### [WORK ITEM]
Print every entry exactly once more, omitting each picture.

○ ○ ○ ○ ○

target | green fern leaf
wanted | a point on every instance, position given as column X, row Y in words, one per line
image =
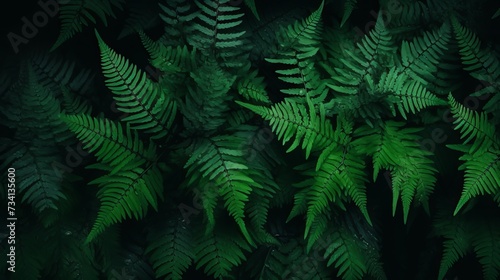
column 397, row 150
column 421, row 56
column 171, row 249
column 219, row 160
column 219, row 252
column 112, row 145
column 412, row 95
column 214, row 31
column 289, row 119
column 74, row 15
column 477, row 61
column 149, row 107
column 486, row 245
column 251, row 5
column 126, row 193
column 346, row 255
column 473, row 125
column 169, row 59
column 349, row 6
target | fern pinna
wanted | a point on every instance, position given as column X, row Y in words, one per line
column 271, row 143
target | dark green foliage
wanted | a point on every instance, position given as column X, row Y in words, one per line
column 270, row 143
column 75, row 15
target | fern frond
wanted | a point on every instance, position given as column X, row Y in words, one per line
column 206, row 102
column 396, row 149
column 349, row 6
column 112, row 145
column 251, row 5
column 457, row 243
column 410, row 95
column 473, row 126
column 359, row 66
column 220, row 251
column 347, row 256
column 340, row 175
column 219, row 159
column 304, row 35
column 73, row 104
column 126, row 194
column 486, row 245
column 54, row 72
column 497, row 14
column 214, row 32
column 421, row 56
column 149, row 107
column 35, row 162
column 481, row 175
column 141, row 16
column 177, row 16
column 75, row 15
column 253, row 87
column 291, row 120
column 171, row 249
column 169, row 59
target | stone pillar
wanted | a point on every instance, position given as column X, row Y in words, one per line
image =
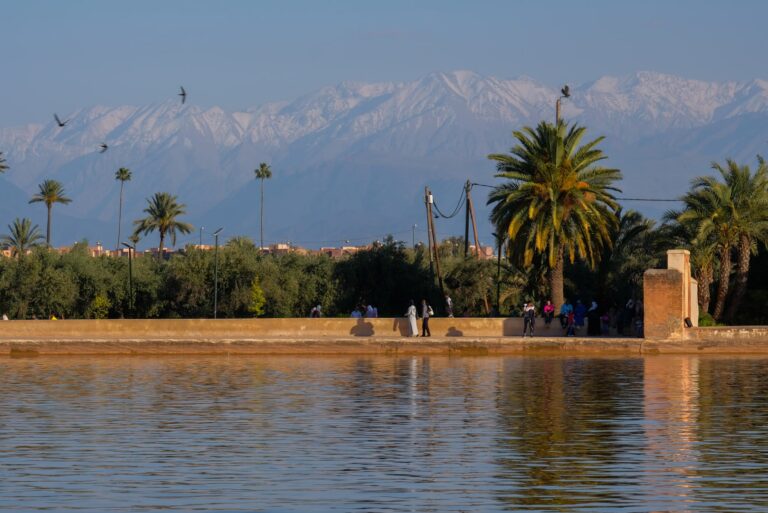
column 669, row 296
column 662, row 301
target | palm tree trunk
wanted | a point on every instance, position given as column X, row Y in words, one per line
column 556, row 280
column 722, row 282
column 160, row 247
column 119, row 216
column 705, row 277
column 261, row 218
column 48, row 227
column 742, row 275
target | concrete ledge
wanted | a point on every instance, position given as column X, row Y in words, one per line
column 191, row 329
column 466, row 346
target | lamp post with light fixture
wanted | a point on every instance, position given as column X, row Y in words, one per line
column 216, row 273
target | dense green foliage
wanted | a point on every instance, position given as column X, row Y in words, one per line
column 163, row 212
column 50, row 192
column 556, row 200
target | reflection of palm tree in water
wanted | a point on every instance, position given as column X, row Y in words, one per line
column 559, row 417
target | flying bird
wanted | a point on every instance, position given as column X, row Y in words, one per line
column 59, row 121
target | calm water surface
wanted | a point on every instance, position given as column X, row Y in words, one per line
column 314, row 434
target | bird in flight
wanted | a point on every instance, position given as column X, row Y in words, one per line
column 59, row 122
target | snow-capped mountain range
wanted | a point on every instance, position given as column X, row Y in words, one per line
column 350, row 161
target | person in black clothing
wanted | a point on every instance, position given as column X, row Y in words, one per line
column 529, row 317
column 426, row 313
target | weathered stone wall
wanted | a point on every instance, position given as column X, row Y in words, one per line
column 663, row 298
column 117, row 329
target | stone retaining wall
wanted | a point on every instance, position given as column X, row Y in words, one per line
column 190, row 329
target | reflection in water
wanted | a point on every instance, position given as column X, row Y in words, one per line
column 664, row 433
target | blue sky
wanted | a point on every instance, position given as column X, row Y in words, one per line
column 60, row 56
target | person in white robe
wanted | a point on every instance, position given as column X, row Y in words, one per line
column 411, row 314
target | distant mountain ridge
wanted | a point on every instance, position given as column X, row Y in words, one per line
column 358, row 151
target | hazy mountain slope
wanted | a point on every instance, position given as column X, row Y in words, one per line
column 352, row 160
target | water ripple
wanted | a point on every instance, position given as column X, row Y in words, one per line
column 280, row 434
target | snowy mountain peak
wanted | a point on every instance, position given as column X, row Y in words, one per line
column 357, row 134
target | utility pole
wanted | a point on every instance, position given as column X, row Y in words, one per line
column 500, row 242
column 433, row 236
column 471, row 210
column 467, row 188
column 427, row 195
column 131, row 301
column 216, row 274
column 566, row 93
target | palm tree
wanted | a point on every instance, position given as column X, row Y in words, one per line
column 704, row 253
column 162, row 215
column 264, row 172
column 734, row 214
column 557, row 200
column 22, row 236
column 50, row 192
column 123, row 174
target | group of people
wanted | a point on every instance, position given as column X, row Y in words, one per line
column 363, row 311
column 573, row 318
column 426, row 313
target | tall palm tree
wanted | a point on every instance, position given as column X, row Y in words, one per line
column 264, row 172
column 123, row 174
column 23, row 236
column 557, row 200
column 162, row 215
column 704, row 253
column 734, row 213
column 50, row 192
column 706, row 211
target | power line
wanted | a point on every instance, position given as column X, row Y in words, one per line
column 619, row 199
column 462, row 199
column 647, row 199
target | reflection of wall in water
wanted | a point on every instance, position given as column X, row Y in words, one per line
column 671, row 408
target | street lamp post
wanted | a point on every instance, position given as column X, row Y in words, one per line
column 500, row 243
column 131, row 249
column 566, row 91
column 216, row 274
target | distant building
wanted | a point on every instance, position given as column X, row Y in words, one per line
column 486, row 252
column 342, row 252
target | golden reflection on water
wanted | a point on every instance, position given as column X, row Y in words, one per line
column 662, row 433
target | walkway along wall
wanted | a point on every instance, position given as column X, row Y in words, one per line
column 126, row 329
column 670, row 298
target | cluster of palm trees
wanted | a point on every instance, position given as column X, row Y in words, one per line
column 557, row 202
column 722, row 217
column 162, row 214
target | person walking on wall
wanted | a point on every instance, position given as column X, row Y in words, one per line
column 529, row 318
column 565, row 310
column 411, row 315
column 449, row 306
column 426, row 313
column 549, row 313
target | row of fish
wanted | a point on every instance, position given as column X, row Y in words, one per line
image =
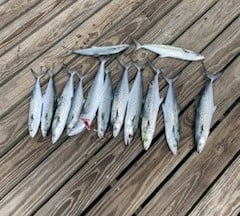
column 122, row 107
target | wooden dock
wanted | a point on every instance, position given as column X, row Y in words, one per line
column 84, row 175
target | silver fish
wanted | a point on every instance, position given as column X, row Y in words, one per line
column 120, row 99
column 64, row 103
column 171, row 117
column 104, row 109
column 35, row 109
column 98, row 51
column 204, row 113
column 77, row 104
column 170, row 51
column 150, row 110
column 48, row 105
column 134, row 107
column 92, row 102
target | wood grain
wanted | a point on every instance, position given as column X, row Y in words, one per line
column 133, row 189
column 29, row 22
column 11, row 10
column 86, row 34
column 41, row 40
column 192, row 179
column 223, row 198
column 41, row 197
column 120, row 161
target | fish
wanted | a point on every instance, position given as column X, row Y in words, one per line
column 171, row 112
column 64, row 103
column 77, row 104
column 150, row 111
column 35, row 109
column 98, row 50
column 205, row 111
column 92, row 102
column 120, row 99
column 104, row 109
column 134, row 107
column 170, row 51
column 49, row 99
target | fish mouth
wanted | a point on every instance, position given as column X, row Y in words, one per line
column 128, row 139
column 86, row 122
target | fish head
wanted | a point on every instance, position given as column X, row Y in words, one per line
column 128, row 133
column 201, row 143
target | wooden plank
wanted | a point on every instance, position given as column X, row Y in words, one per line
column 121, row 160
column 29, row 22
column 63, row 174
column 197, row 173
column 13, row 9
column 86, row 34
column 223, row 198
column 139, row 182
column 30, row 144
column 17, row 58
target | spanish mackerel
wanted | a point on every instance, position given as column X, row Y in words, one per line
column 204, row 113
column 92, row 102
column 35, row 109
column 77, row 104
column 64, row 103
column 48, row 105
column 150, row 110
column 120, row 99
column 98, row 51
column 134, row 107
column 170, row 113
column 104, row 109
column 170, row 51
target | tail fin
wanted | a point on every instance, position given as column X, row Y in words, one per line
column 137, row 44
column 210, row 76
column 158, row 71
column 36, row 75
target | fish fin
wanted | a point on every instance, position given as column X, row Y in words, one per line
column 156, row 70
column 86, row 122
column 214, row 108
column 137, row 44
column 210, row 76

○ ○ ○ ○ ○

### [ANSWER SECTION]
target | green fern leaf
wanted | a point on every instance, position given as column X, row Y in words, one per line
image =
column 397, row 150
column 421, row 56
column 171, row 249
column 219, row 160
column 219, row 252
column 112, row 145
column 412, row 95
column 214, row 31
column 289, row 119
column 74, row 15
column 477, row 61
column 149, row 107
column 486, row 245
column 251, row 5
column 126, row 193
column 346, row 255
column 473, row 125
column 169, row 59
column 349, row 6
target | fern pinna
wanted | a point on every instance, position given as column X, row Y in words, one per line
column 271, row 143
target | dark green foliage
wanted | a point on every instance, position given as column X, row Y in words, one per line
column 270, row 143
column 75, row 15
target | fern frond
wanted | a point on every instance, position given as column X, row Y in words, one per line
column 206, row 102
column 396, row 149
column 349, row 6
column 112, row 145
column 251, row 5
column 457, row 243
column 410, row 95
column 473, row 126
column 359, row 66
column 220, row 251
column 347, row 256
column 340, row 175
column 219, row 159
column 304, row 35
column 73, row 104
column 126, row 194
column 486, row 245
column 54, row 72
column 497, row 14
column 214, row 32
column 421, row 56
column 149, row 107
column 35, row 162
column 481, row 175
column 141, row 16
column 177, row 16
column 75, row 15
column 253, row 87
column 291, row 120
column 171, row 249
column 169, row 59
target | stone pillar
wanted | a point on every instance, position given as column X, row Y in words, one per line
image =
column 669, row 296
column 662, row 301
target | palm tree trunk
wanted | a point on every instance, position given as column X, row Y in words, one per line
column 556, row 280
column 722, row 282
column 160, row 247
column 119, row 216
column 705, row 277
column 261, row 218
column 48, row 227
column 742, row 275
target | concrete ledge
wanted | a point on every instance, position given as column X, row Y in words, one per line
column 191, row 329
column 466, row 346
target | lamp post with light fixture
wanted | a point on every instance, position given as column X, row Y in words, one per line
column 216, row 273
target | dense green foliage
wanted | a point on every instance, position given as column X, row Y in words, one per line
column 163, row 212
column 50, row 192
column 556, row 200
target | reflection of palm tree in water
wanted | a point on every instance, position given as column X, row Y in words, one per line
column 559, row 417
target | flying bird
wanted | a point on every instance, position given as column X, row Y in words, one per line
column 59, row 121
target | calm water surface
wanted | a point on every instance, position given as column X, row Y in words, one per line
column 314, row 434
target | bird in flight
wanted | a point on every instance, position given as column X, row Y in words, one per line
column 59, row 122
target | snow-capped mountain range
wanted | a point on every instance, position given as column X, row Y in words, one per line
column 350, row 161
target | person in black clothing
wanted | a point on every instance, position given as column X, row Y in words, one per line
column 529, row 317
column 426, row 313
target | weathered stone wall
wanted | a point on every instance, position given as column X, row Y in words, one per line
column 663, row 298
column 117, row 329
target | stone retaining wall
wanted | a point on every instance, position given as column X, row Y in words, one per line
column 190, row 329
target | reflection in water
wanted | a point on every instance, position given as column X, row Y in words, one per line
column 664, row 433
target | blue sky
wanted | a point on every instance, position given as column X, row Y in words, one per line
column 60, row 56
target | person in white robe
wanted | a point on every instance, position given as column X, row Y in words, one per line
column 411, row 314
target | distant mountain ridge
wanted | a point on every instance, position given as column X, row Y in words, one per line
column 358, row 151
target | hazy mountain slope
wanted | a point on every instance, position given as column X, row Y in words, one per line
column 352, row 160
target | water ripple
wanted | a point on every instance, position given as column X, row Y in words, one per line
column 280, row 434
target | snowy mountain peak
wanted | a point on every instance, position given as column X, row Y in words, one per line
column 357, row 134
target | utility pole
wanted | a point on every instance, position given as column X, row Y in words, one per line
column 500, row 242
column 433, row 236
column 471, row 210
column 467, row 188
column 427, row 195
column 131, row 301
column 216, row 274
column 566, row 93
target | palm tree
wanted | a point on every instance, position given as column X, row Y in words, one per line
column 704, row 253
column 162, row 215
column 264, row 172
column 734, row 214
column 557, row 200
column 22, row 236
column 50, row 192
column 123, row 174
target | group of people
wanted | a point on every instance, position given as column X, row Y in words, one per line
column 363, row 311
column 573, row 318
column 426, row 313
target | tall palm tree
wanted | a point on every instance, position given as column X, row Y in words, one per line
column 264, row 172
column 123, row 174
column 23, row 236
column 557, row 200
column 162, row 215
column 704, row 253
column 734, row 213
column 50, row 192
column 706, row 211
target | power line
wanted | a point on every instance, position given as column X, row Y in words, one per line
column 619, row 199
column 462, row 199
column 647, row 199
target | reflection of wall in water
wanted | a point on every instance, position given as column X, row Y in words, one per line
column 671, row 408
target | street lamp post
wanted | a point on every instance, position given as column X, row Y in words, one per line
column 500, row 243
column 131, row 249
column 566, row 91
column 216, row 274
target | distant building
wanted | a point on every instance, position given as column X, row Y in words, one per line
column 486, row 252
column 342, row 252
target | golden reflection on water
wanted | a point on every instance, position given as column X, row Y in words, one per line
column 662, row 433
target | walkway along wall
wanted | a point on every instance, position given as column X, row Y in words, one per line
column 126, row 329
column 670, row 298
target | cluster of palm trees
wanted | a point on every instance, position given as column X, row Y in words, one per line
column 557, row 202
column 722, row 217
column 162, row 214
target | person walking on wall
wanted | a point on every instance, position given as column X, row Y in words, one per line
column 529, row 318
column 565, row 310
column 411, row 315
column 449, row 306
column 426, row 313
column 549, row 313
target | row of fish
wanted | a point on every instance, position given as column X, row Y in words, one per line
image =
column 122, row 107
target | wooden dock
wanted | a point on every instance, position given as column X, row Y in words, one per line
column 84, row 175
target | silver fish
wanted | a point on every instance, position given as column X, row Y in words, one per line
column 120, row 99
column 64, row 103
column 171, row 117
column 104, row 109
column 35, row 109
column 98, row 51
column 204, row 113
column 77, row 104
column 170, row 51
column 150, row 110
column 48, row 105
column 134, row 107
column 92, row 102
target | wood grain
wanted | a point on every instance, position given as column X, row Y in words, one per line
column 133, row 189
column 29, row 22
column 11, row 10
column 86, row 34
column 41, row 40
column 192, row 179
column 223, row 198
column 41, row 197
column 120, row 161
target | fish
wanted | a point on every instance, position given as column X, row Y in words, one per line
column 171, row 112
column 64, row 103
column 77, row 104
column 150, row 111
column 35, row 109
column 98, row 50
column 205, row 111
column 92, row 102
column 120, row 99
column 104, row 109
column 134, row 107
column 170, row 51
column 49, row 99
target | fish mouth
wanted | a point on every instance, position given as column X, row Y in words, one per line
column 128, row 139
column 86, row 122
target | fish head
wanted | a point on every instance, position given as column X, row Y in words, one per line
column 128, row 133
column 201, row 143
target | wooden plank
wanted | a point on every instance, position given as column X, row Y in words, one per line
column 121, row 160
column 29, row 22
column 63, row 174
column 197, row 173
column 13, row 9
column 86, row 34
column 223, row 198
column 139, row 182
column 30, row 144
column 17, row 58
target | spanish mackerel
wanted | a point on every instance, position given as column X, row Y in words, one per line
column 204, row 113
column 92, row 102
column 35, row 109
column 77, row 104
column 64, row 103
column 48, row 105
column 150, row 110
column 120, row 99
column 98, row 51
column 134, row 107
column 170, row 113
column 104, row 109
column 170, row 51
target | tail fin
wanted | a point on every instance, position given as column X, row Y in words, one per line
column 137, row 44
column 210, row 76
column 158, row 71
column 36, row 75
target | fish fin
wanted | a point on every instance, position given as column X, row Y in words, one per line
column 156, row 70
column 86, row 122
column 214, row 108
column 137, row 44
column 210, row 76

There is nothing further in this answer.